→ **Goal of the exercise**
A verbatim copy of the line containing "batch is blue" and all lines after it, up to and including the final line of the records, is the only acceptable output.

^^^^^^^^

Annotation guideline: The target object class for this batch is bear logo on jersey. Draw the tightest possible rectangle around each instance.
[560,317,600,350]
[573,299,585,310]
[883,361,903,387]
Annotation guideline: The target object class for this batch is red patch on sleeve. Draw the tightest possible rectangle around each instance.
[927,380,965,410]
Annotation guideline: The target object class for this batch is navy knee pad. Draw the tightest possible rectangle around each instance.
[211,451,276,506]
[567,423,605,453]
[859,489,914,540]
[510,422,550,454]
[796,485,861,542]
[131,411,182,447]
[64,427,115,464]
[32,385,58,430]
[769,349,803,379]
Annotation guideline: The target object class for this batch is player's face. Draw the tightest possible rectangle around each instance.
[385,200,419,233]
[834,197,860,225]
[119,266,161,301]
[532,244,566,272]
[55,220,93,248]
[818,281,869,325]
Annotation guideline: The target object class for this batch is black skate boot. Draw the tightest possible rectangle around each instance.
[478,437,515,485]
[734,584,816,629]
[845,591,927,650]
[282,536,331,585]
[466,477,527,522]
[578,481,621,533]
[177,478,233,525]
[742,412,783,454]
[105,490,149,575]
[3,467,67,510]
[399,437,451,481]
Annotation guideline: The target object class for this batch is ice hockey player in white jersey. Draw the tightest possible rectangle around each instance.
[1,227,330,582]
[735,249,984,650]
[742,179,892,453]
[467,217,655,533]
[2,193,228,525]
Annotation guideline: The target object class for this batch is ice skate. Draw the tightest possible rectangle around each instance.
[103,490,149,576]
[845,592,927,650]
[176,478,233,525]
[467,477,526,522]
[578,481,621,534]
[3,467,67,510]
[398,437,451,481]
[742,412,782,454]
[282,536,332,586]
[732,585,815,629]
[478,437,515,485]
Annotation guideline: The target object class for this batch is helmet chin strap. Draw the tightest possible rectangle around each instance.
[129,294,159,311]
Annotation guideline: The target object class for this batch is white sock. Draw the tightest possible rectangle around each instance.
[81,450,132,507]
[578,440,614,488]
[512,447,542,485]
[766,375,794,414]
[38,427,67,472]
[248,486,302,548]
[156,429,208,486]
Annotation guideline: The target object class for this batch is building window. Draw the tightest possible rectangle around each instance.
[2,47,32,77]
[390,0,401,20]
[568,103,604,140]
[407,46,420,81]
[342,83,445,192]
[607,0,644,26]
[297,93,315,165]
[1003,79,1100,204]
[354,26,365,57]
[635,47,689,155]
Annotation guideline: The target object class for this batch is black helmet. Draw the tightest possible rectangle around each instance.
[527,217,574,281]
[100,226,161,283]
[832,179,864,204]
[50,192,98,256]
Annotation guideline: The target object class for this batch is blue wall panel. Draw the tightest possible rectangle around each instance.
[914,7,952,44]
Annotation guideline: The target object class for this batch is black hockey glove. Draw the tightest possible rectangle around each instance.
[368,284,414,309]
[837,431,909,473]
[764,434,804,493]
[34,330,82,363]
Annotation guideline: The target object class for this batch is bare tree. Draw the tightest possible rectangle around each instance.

^^^^^^^^

→ **Reply**
Annotation guideline: The target object class for this batch is blue wall panel. Draw the tightest possible rectangle around each instance.
[914,7,952,44]
Annotation guideline: The target object class for this batch is black hockey glove. Draw the tightest possible rectangle around each instance.
[368,284,414,309]
[837,431,909,473]
[764,434,804,493]
[34,330,82,363]
Annotation guideline: The target object class for this batch is bare tree. Draw the tightest possible rectangle around each instance.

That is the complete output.